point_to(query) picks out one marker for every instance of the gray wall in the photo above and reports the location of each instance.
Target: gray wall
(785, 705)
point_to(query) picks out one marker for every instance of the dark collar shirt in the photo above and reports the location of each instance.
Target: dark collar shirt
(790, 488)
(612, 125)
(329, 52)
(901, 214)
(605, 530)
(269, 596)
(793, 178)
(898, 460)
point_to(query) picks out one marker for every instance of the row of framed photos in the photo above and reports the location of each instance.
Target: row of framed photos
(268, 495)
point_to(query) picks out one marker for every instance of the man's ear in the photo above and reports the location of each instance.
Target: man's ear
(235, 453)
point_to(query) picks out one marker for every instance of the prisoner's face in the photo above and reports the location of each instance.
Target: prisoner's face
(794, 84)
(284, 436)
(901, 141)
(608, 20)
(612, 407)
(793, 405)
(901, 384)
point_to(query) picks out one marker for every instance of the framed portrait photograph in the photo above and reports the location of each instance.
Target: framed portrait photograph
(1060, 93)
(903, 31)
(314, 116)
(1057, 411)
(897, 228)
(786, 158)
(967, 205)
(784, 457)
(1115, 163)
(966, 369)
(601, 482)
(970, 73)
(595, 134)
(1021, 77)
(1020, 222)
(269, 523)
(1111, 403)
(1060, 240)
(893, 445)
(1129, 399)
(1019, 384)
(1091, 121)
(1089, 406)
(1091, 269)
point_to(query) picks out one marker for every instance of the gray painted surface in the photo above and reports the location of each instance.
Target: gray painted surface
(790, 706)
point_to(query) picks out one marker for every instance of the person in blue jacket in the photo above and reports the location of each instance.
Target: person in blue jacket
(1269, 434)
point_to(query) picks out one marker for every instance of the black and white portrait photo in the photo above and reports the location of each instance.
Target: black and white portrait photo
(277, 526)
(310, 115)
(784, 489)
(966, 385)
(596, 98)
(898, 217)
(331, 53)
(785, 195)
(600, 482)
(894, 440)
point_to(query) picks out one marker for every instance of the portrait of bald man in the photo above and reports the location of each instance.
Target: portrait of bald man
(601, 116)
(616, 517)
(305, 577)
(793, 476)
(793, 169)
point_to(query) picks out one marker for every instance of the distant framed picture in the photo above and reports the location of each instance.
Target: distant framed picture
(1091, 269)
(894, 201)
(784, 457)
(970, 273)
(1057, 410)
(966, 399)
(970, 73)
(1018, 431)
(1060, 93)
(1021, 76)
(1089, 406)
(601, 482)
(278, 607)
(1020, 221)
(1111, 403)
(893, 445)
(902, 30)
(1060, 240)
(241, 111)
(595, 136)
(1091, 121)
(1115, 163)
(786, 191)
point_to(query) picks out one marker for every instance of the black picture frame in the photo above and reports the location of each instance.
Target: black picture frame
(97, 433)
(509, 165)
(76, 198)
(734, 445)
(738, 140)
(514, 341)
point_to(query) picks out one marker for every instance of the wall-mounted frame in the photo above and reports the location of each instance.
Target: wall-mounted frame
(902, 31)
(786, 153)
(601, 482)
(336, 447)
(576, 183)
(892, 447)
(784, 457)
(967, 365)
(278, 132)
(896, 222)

§ **The problem**:
The whole listing should be copied verbatim.

§ **Expected answer**:
point_to(query) picks out one marker for every instance of the gray wall in the photo above and reports the location of each instance.
Target: gray wall
(785, 705)
point_to(query) picks out one marker for every instance of the dark collar shirt in the photo above and reports the location of each instance.
Target: dark collar shirt
(790, 488)
(612, 125)
(329, 52)
(901, 214)
(605, 530)
(269, 596)
(793, 178)
(898, 460)
point_to(query) picks out one marker for every instance of the row of framed photos in the photo above and reports the location of each instance.
Target: row of framed photos
(268, 495)
point_to(query) picks out one marker for every instance of the man's ear in the photo above and reports the location of each instance.
Target: man's ear
(235, 453)
point_to(query) picks out one marker for every instance of the prisoner's face in the photo above and reports the location of each instance.
Target: prisoner's face
(794, 84)
(284, 436)
(901, 141)
(608, 20)
(612, 407)
(793, 405)
(901, 384)
point_to(query) picks out one marker for every instance of the framed portrait photograph in the photo above and reports the location of each instance.
Target: framed portrait photograph
(1060, 93)
(903, 31)
(314, 116)
(1057, 411)
(897, 228)
(786, 158)
(967, 205)
(784, 457)
(1115, 163)
(966, 369)
(601, 482)
(970, 73)
(595, 134)
(1021, 77)
(1020, 222)
(269, 523)
(1111, 403)
(1060, 240)
(893, 445)
(1129, 399)
(1019, 384)
(1091, 121)
(1089, 406)
(1091, 269)
point_to(query) picks out one marker for every instance of the gray painted surface in the photo above and reports the location of each instance.
Target: gray painted surface
(790, 706)
point_to(query) picks out one marker for every instance of the person in blue jacket in the photo above and reports the location of each instance.
Target: person in blue jacket
(1269, 434)
point_to(query) picks out one marker for every instance of the black and white portrait photo in the photo above and reports the location of each instance.
Target: black and white portrait photo
(277, 526)
(310, 115)
(784, 489)
(966, 385)
(596, 98)
(898, 217)
(331, 53)
(785, 195)
(600, 482)
(894, 440)
point_to(query) picks out one marker for every instance of the portrait of bald man in the photo above and reports the location of each instance.
Target: portrait of bald man
(601, 116)
(616, 517)
(305, 577)
(793, 476)
(793, 169)
point_to(query) picks out one marker for every instance of the distant framed picture in the photo above and reports the location of each instance.
Target: distant framed picture
(1091, 269)
(894, 201)
(784, 457)
(970, 273)
(1057, 410)
(966, 399)
(970, 73)
(1018, 431)
(1060, 93)
(1021, 76)
(1089, 406)
(601, 482)
(278, 607)
(1020, 221)
(1111, 403)
(893, 445)
(902, 30)
(1060, 240)
(241, 111)
(595, 136)
(1091, 121)
(1115, 163)
(786, 191)
point_to(query) picks out one marker for every instance of the black picture frame in the photo above and reports the location of each instance.
Target: black picture frame
(97, 433)
(509, 165)
(76, 198)
(734, 445)
(738, 140)
(514, 341)
point_to(query) picks out one marker for every instance of the wall-mounted frame in the photo above and reports the location of each instance.
Target: wall-mounted frame
(902, 31)
(786, 153)
(601, 482)
(336, 447)
(576, 183)
(892, 447)
(784, 457)
(967, 365)
(278, 132)
(896, 222)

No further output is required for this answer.